## INFORMATION SHOWN
Segment Open

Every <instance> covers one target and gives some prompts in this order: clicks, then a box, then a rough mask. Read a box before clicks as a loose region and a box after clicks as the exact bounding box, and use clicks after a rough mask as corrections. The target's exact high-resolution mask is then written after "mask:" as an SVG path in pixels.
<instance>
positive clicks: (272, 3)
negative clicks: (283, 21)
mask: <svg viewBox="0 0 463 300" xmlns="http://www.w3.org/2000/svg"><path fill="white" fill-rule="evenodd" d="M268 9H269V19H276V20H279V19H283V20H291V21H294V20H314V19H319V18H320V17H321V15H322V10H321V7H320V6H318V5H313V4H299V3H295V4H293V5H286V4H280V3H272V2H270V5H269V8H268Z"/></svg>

Segment Closed

## EXERCISE GOAL
Every record above has to appear again, word for word.

## RESULT
Every <instance> covers one target and gives some prompts in this order: clicks, then a box, then a rough mask. Read a box before clicks as a loose region and a box after clicks as the exact bounding box, and use clicks after a rough mask as corrections. The target's exact high-resolution mask is then written after "mask:" as an SVG path in pixels.
<instance>
positive clicks: (272, 3)
negative clicks: (283, 21)
mask: <svg viewBox="0 0 463 300" xmlns="http://www.w3.org/2000/svg"><path fill="white" fill-rule="evenodd" d="M268 9H269V19H276V20H279V19H283V20H291V21H294V20H314V19H319V18H320V17H321V15H322V10H321V7H320V6H318V5H313V4H299V3H295V4H293V5H286V4H280V3H272V2H270V5H269V8H268Z"/></svg>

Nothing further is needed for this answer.